What is required
From the first line to the last, set down the data exactly as given.

Raw data
[Start of section]

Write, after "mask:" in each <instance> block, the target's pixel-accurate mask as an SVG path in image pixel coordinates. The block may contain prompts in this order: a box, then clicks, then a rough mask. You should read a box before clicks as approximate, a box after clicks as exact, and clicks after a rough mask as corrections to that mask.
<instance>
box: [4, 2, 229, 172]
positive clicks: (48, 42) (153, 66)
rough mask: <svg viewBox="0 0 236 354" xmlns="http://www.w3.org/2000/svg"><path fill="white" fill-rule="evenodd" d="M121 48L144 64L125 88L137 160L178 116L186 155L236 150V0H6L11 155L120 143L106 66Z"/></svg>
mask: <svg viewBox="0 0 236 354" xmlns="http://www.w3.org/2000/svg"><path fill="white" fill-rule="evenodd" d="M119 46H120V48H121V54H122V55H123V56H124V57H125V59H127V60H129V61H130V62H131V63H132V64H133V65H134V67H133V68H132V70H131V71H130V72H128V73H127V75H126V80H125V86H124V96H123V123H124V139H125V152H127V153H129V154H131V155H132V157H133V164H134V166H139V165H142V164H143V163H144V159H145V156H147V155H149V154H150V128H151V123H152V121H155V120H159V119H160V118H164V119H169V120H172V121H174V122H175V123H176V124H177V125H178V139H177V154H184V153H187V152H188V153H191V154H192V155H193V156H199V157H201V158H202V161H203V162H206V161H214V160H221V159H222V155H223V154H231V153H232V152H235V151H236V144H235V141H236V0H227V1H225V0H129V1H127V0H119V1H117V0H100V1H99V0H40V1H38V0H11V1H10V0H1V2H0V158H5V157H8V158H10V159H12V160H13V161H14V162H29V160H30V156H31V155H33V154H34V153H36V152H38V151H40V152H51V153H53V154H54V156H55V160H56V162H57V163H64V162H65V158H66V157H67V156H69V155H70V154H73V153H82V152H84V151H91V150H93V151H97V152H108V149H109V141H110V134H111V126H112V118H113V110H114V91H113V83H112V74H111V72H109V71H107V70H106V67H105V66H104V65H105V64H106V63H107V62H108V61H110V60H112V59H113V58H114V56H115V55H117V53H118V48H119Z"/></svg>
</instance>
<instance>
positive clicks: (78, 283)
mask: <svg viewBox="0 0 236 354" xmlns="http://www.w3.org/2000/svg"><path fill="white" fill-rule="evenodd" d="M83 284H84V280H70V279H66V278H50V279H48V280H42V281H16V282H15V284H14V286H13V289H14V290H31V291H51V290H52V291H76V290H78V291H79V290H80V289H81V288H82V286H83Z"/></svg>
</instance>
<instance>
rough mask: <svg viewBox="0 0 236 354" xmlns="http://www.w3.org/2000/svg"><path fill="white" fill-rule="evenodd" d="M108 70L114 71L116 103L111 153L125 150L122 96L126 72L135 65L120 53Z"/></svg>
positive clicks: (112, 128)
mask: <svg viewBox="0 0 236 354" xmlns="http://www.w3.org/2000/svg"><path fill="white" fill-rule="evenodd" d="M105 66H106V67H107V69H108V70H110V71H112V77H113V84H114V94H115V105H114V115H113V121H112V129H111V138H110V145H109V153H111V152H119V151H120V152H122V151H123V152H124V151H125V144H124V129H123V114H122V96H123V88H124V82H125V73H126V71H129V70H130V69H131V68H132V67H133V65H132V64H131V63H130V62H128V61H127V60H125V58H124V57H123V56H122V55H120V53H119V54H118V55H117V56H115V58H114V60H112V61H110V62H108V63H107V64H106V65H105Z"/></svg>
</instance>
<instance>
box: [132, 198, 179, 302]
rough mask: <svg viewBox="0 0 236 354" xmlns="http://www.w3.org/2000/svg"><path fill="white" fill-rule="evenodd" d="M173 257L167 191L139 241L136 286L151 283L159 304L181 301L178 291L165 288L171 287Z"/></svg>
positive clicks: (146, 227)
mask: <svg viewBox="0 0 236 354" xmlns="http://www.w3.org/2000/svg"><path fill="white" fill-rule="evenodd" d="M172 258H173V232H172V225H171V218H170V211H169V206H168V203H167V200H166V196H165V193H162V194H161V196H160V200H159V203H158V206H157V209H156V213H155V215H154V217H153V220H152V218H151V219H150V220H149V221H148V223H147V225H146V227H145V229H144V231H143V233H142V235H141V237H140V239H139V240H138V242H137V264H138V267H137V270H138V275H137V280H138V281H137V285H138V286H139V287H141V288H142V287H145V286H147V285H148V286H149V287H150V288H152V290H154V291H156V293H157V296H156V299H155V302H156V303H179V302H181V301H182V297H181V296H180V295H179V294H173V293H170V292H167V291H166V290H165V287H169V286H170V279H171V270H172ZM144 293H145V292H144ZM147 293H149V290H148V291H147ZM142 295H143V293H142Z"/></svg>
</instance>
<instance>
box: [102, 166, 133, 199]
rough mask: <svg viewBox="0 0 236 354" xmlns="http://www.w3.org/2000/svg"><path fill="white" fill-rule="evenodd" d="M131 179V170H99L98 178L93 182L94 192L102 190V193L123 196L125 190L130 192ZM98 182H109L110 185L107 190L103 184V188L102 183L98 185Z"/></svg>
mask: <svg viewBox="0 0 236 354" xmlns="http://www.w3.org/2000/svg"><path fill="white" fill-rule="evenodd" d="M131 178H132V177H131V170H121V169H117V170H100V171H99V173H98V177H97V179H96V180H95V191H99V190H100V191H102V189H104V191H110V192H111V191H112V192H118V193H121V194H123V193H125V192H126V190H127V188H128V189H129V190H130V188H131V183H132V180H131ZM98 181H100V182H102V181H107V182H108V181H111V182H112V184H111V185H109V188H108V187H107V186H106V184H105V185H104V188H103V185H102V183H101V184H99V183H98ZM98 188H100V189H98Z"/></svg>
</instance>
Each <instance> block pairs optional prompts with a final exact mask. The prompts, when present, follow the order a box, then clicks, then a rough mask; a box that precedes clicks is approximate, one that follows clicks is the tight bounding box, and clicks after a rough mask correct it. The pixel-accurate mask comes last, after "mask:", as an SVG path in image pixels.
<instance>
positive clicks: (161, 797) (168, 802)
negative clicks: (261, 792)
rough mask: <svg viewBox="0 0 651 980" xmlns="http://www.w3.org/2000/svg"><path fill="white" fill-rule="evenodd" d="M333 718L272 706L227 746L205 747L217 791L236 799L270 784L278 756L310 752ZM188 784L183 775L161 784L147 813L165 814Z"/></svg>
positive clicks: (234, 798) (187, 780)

[End of section]

Completed exercise
Write, after "mask:" in each <instance> block, the target's pixel-accurate mask as an SVG path in image pixel coordinates. The block may contain prompts in this order: a box, then clicks, then a rough mask. You should read a box before clicks as approximate, a box after clicks as exact, and clicks after a rough mask as corrections to that mask.
<instance>
box: [4, 2, 229, 172]
positive clicks: (48, 42) (153, 66)
rough mask: <svg viewBox="0 0 236 354" xmlns="http://www.w3.org/2000/svg"><path fill="white" fill-rule="evenodd" d="M121 48L144 64L125 88L137 160L178 116L186 155L236 150V0H6L11 155L120 143L106 66Z"/></svg>
mask: <svg viewBox="0 0 236 354" xmlns="http://www.w3.org/2000/svg"><path fill="white" fill-rule="evenodd" d="M119 46H120V48H121V54H122V55H123V56H124V57H125V59H127V60H129V61H130V62H131V63H132V64H133V65H134V67H133V68H132V70H131V71H130V72H128V73H127V75H126V80H125V86H124V96H123V123H124V139H125V152H127V153H129V154H131V155H132V157H133V164H134V166H139V165H142V164H143V163H144V159H145V156H147V155H149V154H150V128H151V123H152V121H155V120H159V119H160V118H164V119H169V120H172V121H174V122H175V123H176V124H177V125H178V139H177V154H184V153H187V152H188V153H191V154H192V155H193V156H199V157H201V158H202V161H203V162H206V161H214V160H221V159H222V155H223V154H231V153H232V152H235V151H236V144H235V141H236V0H227V1H225V0H129V1H127V0H119V1H117V0H100V1H99V0H40V1H38V0H11V1H10V0H1V2H0V158H5V157H8V158H10V159H12V160H13V161H14V162H29V160H30V156H31V155H33V154H34V153H36V152H38V151H40V152H51V153H53V154H54V156H55V160H56V162H57V163H64V162H65V158H66V157H67V156H69V155H70V154H73V153H82V152H84V151H91V150H93V151H97V152H108V149H109V141H110V134H111V126H112V118H113V110H114V91H113V83H112V74H111V72H109V71H107V70H106V67H105V66H104V65H105V64H106V63H107V62H108V61H110V60H112V59H113V58H114V56H115V55H117V53H118V48H119Z"/></svg>
</instance>
<instance>
positive clicks: (78, 283)
mask: <svg viewBox="0 0 236 354" xmlns="http://www.w3.org/2000/svg"><path fill="white" fill-rule="evenodd" d="M83 284H84V280H70V279H66V278H50V279H48V280H42V281H16V282H15V284H14V286H13V289H14V290H31V291H51V290H52V291H76V290H78V291H79V290H80V289H81V288H82V286H83Z"/></svg>
</instance>
<instance>
rough mask: <svg viewBox="0 0 236 354" xmlns="http://www.w3.org/2000/svg"><path fill="white" fill-rule="evenodd" d="M108 70L114 71L116 103L111 153L125 150L122 96L126 72L135 65L120 53Z"/></svg>
positive clicks: (112, 128)
mask: <svg viewBox="0 0 236 354" xmlns="http://www.w3.org/2000/svg"><path fill="white" fill-rule="evenodd" d="M105 66H106V67H107V69H108V70H110V71H112V77H113V84H114V94H115V105H114V115H113V121H112V129H111V138H110V145H109V153H111V152H119V151H120V152H122V151H123V152H124V151H125V144H124V129H123V114H122V96H123V88H124V82H125V73H126V71H129V70H130V69H131V68H132V67H133V65H132V64H131V63H130V62H128V61H127V60H125V58H124V57H123V56H122V55H120V53H119V54H118V55H117V56H115V58H114V60H112V61H110V62H108V63H107V64H106V65H105Z"/></svg>
</instance>
<instance>
box: [132, 198, 179, 302]
rough mask: <svg viewBox="0 0 236 354" xmlns="http://www.w3.org/2000/svg"><path fill="white" fill-rule="evenodd" d="M173 257L167 191L139 241L136 286L151 283L159 304L181 301L178 291L165 288L171 287Z"/></svg>
positive clicks: (146, 227)
mask: <svg viewBox="0 0 236 354" xmlns="http://www.w3.org/2000/svg"><path fill="white" fill-rule="evenodd" d="M172 258H173V232H172V225H171V218H170V211H169V206H168V203H167V200H166V196H165V193H162V194H161V196H160V200H159V203H158V206H157V209H156V213H155V215H154V217H153V220H152V218H151V219H150V220H149V221H148V223H147V225H146V227H145V229H144V231H143V233H142V235H141V237H140V239H139V240H138V242H137V264H138V267H137V270H138V275H137V280H138V281H137V285H138V286H139V287H141V288H142V287H145V286H147V285H148V286H149V287H150V288H152V290H154V291H156V293H157V296H156V299H155V302H156V303H179V302H181V301H182V297H181V296H180V295H179V294H173V293H170V292H167V291H166V290H165V287H169V286H170V279H171V270H172ZM144 293H145V292H144ZM147 293H149V290H148V291H147ZM142 295H143V293H142Z"/></svg>
</instance>
<instance>
box: [102, 166, 133, 199]
rough mask: <svg viewBox="0 0 236 354" xmlns="http://www.w3.org/2000/svg"><path fill="white" fill-rule="evenodd" d="M131 179V170H99L98 178L93 182L94 192L102 190V193L123 196L125 190L130 192ZM98 182H109L110 185L107 190L103 184V188L102 183L98 185Z"/></svg>
mask: <svg viewBox="0 0 236 354" xmlns="http://www.w3.org/2000/svg"><path fill="white" fill-rule="evenodd" d="M131 178H132V177H131V170H121V169H117V170H100V171H99V173H98V177H97V179H96V180H95V191H99V190H100V191H102V189H104V191H110V192H111V191H112V192H118V193H121V194H123V193H125V192H126V190H127V188H128V189H129V190H130V188H131V183H132V180H131ZM98 181H100V182H102V181H107V182H108V181H111V182H112V184H111V185H109V188H108V187H107V186H106V184H105V185H104V188H103V185H102V183H101V184H99V183H98ZM98 188H100V189H98Z"/></svg>
</instance>
Each <instance> block pairs optional prompts with a final exact mask. The prompts, when present, follow the order a box, then clicks, then a rough mask; a box that precedes clicks is approximate, one that follows clicks is the tight bounding box, and clicks after a rough mask correct it. The pixel-accurate mask comes last, after "mask:", as an SVG path in image pixels.
<instance>
positive clicks: (161, 797) (168, 802)
negative clicks: (261, 792)
rough mask: <svg viewBox="0 0 651 980" xmlns="http://www.w3.org/2000/svg"><path fill="white" fill-rule="evenodd" d="M333 718L272 706L227 746L205 747L217 791L236 799L270 784L278 756L310 752ZM188 784L183 775L161 784L147 813L165 814Z"/></svg>
positive clicks: (234, 798) (187, 780)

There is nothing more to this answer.